- Dataset excerpts:
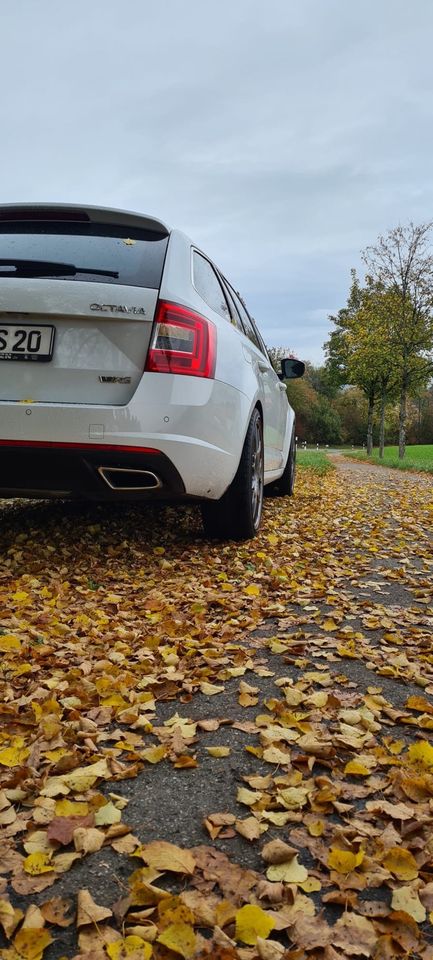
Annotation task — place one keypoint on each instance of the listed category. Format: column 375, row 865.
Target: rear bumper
column 195, row 426
column 88, row 471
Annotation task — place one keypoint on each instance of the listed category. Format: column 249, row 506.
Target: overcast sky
column 283, row 136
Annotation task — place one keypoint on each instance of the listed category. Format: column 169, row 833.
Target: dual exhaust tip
column 122, row 478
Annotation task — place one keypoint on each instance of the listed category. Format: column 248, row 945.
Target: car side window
column 236, row 317
column 208, row 286
column 249, row 328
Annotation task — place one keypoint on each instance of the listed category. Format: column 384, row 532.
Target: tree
column 351, row 355
column 401, row 263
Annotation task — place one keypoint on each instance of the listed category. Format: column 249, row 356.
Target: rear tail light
column 183, row 342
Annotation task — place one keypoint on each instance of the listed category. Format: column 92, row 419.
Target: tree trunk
column 382, row 424
column 402, row 420
column 370, row 426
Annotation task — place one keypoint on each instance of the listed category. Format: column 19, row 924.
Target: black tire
column 285, row 486
column 237, row 515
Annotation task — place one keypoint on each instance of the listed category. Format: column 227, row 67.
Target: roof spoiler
column 69, row 212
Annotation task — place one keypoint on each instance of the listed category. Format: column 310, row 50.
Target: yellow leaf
column 88, row 839
column 9, row 643
column 162, row 855
column 357, row 769
column 107, row 814
column 252, row 922
column 13, row 756
column 180, row 938
column 290, row 872
column 134, row 948
column 71, row 808
column 401, row 863
column 30, row 942
column 153, row 754
column 421, row 753
column 329, row 625
column 37, row 863
column 311, row 885
column 210, row 689
column 408, row 900
column 344, row 861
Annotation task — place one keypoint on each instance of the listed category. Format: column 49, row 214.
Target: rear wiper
column 47, row 268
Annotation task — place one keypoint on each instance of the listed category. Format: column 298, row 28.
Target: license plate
column 26, row 341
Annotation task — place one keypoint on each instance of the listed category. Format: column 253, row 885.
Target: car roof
column 80, row 212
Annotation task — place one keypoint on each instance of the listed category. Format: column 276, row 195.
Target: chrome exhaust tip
column 124, row 478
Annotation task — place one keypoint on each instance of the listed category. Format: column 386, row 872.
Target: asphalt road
column 171, row 804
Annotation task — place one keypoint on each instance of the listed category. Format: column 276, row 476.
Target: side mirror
column 291, row 369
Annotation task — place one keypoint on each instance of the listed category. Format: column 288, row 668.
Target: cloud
column 282, row 137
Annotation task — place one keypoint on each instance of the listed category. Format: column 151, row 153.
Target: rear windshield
column 94, row 252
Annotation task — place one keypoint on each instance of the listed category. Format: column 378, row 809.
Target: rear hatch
column 78, row 291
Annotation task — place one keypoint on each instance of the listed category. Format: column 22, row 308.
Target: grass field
column 417, row 458
column 316, row 460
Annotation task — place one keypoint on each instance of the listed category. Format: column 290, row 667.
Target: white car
column 131, row 369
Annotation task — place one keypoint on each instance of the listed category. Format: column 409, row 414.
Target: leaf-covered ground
column 216, row 750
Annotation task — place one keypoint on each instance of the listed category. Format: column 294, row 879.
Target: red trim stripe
column 77, row 446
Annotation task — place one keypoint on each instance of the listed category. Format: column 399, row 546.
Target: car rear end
column 108, row 381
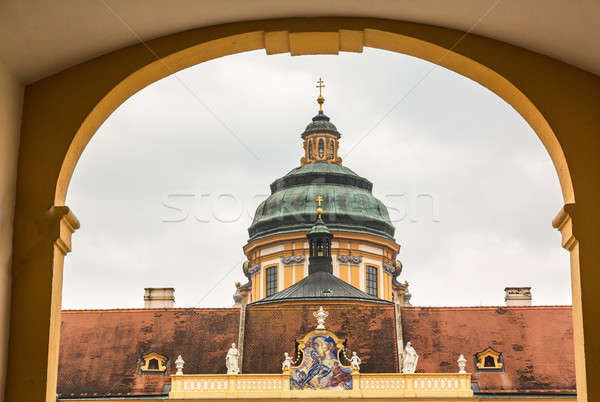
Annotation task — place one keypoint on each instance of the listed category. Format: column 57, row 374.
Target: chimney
column 517, row 296
column 159, row 297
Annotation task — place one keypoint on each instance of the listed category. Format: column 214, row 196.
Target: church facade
column 322, row 315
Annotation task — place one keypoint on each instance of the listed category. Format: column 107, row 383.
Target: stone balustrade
column 217, row 386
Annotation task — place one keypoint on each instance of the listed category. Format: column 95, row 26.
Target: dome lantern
column 321, row 136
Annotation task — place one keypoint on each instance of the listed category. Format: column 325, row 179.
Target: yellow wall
column 354, row 271
column 344, row 273
column 11, row 97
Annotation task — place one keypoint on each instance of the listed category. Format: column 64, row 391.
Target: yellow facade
column 374, row 250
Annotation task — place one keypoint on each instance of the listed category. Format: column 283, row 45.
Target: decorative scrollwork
column 350, row 259
column 293, row 259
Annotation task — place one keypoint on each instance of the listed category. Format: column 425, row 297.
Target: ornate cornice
column 293, row 259
column 350, row 259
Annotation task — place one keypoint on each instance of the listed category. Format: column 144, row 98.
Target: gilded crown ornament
column 320, row 99
column 320, row 316
column 319, row 209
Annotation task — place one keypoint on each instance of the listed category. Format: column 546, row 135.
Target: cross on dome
column 320, row 99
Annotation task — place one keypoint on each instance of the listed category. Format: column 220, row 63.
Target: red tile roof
column 101, row 350
column 536, row 344
column 369, row 330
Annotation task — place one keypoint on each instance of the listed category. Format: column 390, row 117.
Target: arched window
column 489, row 359
column 371, row 281
column 153, row 362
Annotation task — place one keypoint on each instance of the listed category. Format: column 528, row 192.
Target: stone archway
column 62, row 113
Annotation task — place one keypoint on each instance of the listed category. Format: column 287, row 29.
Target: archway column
column 585, row 314
column 36, row 309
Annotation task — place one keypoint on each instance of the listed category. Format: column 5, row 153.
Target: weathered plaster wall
column 11, row 97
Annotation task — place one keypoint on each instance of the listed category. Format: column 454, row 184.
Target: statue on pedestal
column 179, row 365
column 410, row 359
column 286, row 365
column 355, row 362
column 462, row 364
column 232, row 360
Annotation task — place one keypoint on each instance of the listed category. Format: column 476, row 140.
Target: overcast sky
column 166, row 189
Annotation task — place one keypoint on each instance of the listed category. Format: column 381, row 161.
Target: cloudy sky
column 166, row 189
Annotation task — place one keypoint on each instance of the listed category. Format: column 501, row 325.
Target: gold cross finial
column 319, row 210
column 320, row 99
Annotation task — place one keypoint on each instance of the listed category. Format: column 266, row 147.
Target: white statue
column 232, row 359
column 355, row 362
column 179, row 365
column 462, row 363
column 287, row 362
column 320, row 316
column 410, row 359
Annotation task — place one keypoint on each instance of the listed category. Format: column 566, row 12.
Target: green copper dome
column 348, row 204
column 321, row 123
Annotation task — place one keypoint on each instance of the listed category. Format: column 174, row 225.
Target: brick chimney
column 517, row 296
column 159, row 297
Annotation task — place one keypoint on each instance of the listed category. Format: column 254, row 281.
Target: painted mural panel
column 321, row 368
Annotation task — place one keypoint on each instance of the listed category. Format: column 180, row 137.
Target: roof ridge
column 141, row 309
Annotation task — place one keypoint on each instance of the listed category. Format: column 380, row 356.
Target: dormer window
column 489, row 360
column 153, row 363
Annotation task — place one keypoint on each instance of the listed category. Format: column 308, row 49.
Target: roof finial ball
column 320, row 99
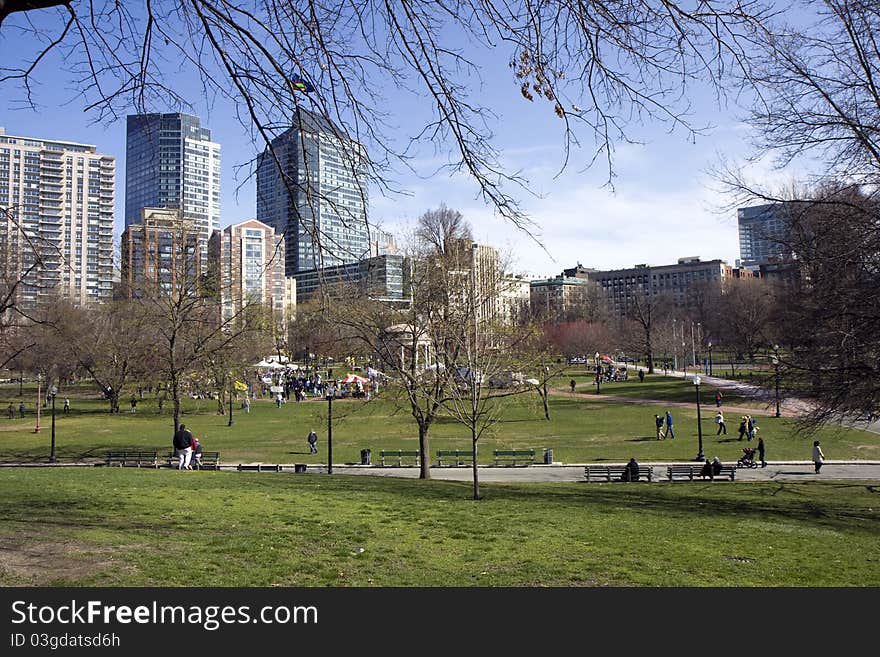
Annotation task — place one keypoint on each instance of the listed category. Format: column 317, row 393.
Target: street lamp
column 39, row 401
column 700, row 455
column 231, row 387
column 775, row 359
column 52, row 392
column 331, row 391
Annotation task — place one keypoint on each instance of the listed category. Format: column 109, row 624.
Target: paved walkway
column 574, row 472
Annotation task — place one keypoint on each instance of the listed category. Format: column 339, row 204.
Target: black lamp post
column 330, row 393
column 39, row 401
column 231, row 386
column 775, row 359
column 700, row 455
column 52, row 392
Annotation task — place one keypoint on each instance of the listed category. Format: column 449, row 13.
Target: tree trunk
column 545, row 401
column 424, row 453
column 175, row 397
column 476, row 475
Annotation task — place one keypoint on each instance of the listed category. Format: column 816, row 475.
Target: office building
column 560, row 298
column 675, row 283
column 246, row 266
column 312, row 188
column 382, row 278
column 171, row 162
column 161, row 255
column 56, row 235
column 762, row 232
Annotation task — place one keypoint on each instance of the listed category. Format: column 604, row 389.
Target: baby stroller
column 747, row 460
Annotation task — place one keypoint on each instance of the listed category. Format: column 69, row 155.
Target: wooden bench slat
column 615, row 472
column 692, row 472
column 514, row 455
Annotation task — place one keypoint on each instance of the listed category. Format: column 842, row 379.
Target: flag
column 299, row 83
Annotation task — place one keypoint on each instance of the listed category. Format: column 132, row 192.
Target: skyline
column 662, row 207
column 645, row 219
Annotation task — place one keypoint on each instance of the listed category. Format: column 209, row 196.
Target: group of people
column 188, row 449
column 663, row 424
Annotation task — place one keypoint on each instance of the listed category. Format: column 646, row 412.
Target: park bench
column 460, row 456
column 511, row 456
column 133, row 458
column 615, row 472
column 259, row 467
column 210, row 461
column 398, row 454
column 690, row 472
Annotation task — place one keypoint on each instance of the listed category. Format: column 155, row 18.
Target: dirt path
column 741, row 410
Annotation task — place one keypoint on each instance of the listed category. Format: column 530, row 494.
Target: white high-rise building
column 56, row 219
column 171, row 162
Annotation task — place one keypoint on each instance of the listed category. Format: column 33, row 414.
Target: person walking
column 752, row 427
column 658, row 422
column 669, row 431
column 719, row 420
column 818, row 456
column 183, row 447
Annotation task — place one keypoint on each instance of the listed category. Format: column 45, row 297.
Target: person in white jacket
column 818, row 456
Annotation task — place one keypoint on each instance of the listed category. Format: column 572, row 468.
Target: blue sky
column 663, row 205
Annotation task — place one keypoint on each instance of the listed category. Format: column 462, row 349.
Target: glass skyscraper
column 762, row 231
column 171, row 162
column 312, row 188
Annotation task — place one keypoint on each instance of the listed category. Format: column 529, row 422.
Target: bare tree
column 109, row 343
column 645, row 311
column 830, row 322
column 746, row 313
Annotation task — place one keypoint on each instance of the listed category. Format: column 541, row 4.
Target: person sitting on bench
column 631, row 471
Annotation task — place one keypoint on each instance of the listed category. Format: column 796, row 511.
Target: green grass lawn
column 581, row 429
column 130, row 527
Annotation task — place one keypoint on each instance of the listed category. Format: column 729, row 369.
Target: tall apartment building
column 161, row 254
column 675, row 282
column 312, row 188
column 514, row 298
column 171, row 162
column 762, row 230
column 56, row 228
column 246, row 264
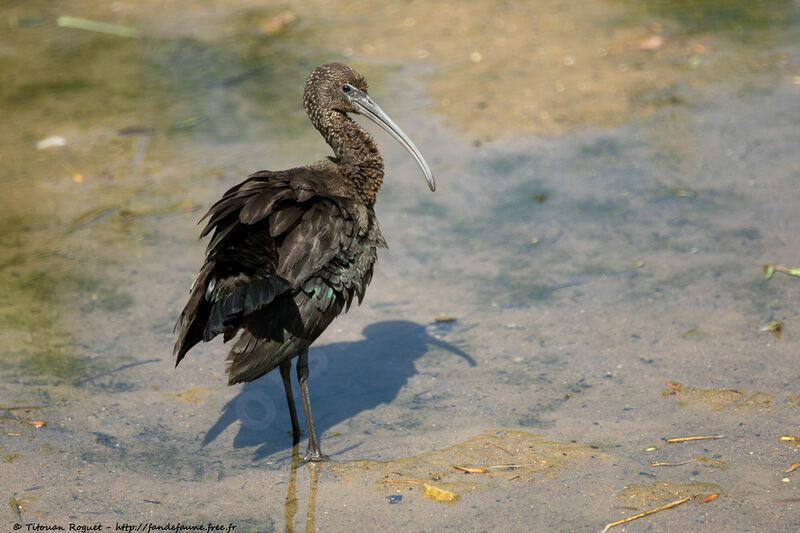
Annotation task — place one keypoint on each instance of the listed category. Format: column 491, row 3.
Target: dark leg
column 313, row 453
column 286, row 375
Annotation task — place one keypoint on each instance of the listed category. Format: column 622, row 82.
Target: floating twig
column 471, row 470
column 500, row 448
column 646, row 513
column 99, row 27
column 674, row 440
column 713, row 462
column 776, row 327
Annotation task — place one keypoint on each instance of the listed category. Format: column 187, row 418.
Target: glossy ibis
column 291, row 249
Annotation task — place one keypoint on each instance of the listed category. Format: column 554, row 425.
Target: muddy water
column 612, row 180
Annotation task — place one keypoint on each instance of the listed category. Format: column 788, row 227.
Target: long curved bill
column 367, row 107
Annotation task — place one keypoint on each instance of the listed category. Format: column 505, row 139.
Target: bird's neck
column 356, row 153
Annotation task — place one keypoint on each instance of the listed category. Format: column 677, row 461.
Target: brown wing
column 270, row 235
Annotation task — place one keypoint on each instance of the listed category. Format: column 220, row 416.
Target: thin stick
column 500, row 448
column 648, row 512
column 694, row 437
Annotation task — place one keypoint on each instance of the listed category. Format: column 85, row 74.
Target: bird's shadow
column 346, row 378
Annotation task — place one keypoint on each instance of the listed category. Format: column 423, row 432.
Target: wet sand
column 588, row 257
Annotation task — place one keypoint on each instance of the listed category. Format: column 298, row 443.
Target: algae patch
column 484, row 461
column 718, row 399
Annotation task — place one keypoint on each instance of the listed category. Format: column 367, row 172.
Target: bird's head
column 339, row 88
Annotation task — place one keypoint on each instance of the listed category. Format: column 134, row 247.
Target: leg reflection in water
column 290, row 507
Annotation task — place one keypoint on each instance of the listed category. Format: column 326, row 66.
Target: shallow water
column 608, row 194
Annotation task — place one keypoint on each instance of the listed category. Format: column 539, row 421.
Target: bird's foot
column 314, row 456
column 295, row 435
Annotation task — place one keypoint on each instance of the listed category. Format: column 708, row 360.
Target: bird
column 290, row 250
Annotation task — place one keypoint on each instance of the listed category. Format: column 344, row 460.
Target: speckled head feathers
column 323, row 88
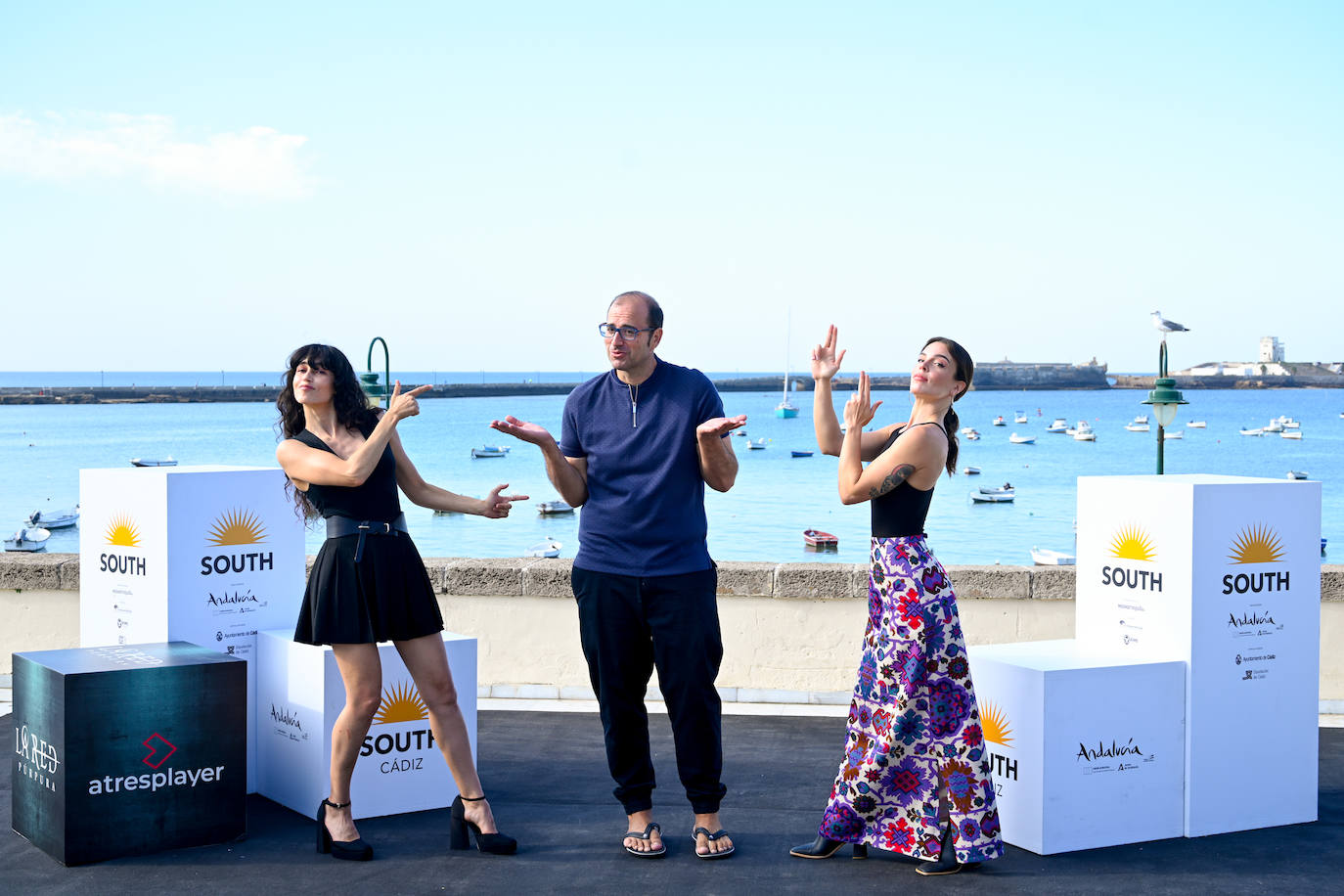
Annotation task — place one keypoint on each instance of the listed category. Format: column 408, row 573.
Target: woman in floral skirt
column 916, row 776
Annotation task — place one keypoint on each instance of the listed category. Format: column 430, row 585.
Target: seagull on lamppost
column 1168, row 327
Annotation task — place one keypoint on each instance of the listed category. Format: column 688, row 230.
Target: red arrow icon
column 157, row 745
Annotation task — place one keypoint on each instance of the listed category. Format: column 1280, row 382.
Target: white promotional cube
column 1085, row 749
column 1222, row 572
column 203, row 554
column 399, row 766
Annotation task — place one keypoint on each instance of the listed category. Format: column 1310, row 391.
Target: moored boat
column 54, row 518
column 819, row 539
column 547, row 548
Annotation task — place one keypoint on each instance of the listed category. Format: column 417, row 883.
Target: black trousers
column 628, row 626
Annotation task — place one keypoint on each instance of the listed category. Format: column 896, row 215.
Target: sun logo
column 401, row 702
column 122, row 532
column 1133, row 543
column 237, row 527
column 995, row 724
column 1257, row 544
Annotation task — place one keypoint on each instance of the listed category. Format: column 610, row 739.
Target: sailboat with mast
column 786, row 409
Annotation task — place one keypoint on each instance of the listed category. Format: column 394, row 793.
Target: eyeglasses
column 628, row 334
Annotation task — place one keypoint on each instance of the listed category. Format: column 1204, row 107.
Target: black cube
column 129, row 749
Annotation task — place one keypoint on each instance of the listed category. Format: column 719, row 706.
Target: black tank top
column 374, row 500
column 904, row 510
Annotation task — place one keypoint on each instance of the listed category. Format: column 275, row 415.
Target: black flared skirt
column 384, row 597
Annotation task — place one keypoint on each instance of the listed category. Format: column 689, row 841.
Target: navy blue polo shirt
column 646, row 507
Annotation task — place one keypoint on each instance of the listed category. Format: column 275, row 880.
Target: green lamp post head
column 1164, row 398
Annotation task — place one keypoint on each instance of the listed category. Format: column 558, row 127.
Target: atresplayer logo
column 237, row 528
column 401, row 704
column 1256, row 544
column 35, row 759
column 158, row 749
column 1132, row 543
column 998, row 731
column 121, row 532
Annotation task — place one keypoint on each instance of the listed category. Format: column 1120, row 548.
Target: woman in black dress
column 369, row 583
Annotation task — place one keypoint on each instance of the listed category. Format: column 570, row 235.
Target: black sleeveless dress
column 384, row 597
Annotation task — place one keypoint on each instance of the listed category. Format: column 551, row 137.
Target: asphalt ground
column 547, row 782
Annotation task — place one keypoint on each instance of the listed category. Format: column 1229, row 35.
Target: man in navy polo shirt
column 637, row 446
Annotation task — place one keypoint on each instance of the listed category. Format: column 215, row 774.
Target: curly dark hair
column 965, row 374
column 352, row 410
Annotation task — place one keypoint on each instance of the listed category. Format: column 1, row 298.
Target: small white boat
column 1048, row 558
column 547, row 548
column 29, row 539
column 150, row 461
column 54, row 518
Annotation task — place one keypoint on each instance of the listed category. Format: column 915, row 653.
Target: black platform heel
column 493, row 844
column 826, row 848
column 351, row 849
column 946, row 863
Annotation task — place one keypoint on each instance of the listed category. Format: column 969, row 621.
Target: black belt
column 343, row 525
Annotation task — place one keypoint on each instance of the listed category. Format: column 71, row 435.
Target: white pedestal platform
column 1224, row 574
column 1085, row 749
column 399, row 769
column 202, row 554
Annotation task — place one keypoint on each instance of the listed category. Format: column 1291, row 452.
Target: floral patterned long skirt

- EXERCISE AIM: Above are records; repeat only the lines from the line with "294, row 879." through the line with "325, row 179.", and leave pictures out.

- EXERCISE OUTPUT:
Annotation task — place one keypoint on each instance of the listed category. Format: column 294, row 879.
Target: red trim stripe
column 77, row 446
Annotation task — place one keypoint on each instance of the listed category. Format: column 399, row 546.
Target: car rear end
column 108, row 381
Annotation task — place one keypoint on each instance of the listed category. Format: column 57, row 374.
Target: chimney
column 517, row 296
column 159, row 297
Annotation task — place one keypoint on each instance of the listed category. Format: column 214, row 196.
Target: church facade
column 322, row 315
Annotation task — place one keypoint on each instance of the listed category. Format: column 107, row 383.
Target: stone balustrade
column 217, row 386
Annotation task — place one keypoint on each instance of the listed category. Format: column 95, row 26.
Target: dome lantern
column 321, row 136
Annotation task — place one keypoint on each instance of the listed category. Format: column 325, row 179.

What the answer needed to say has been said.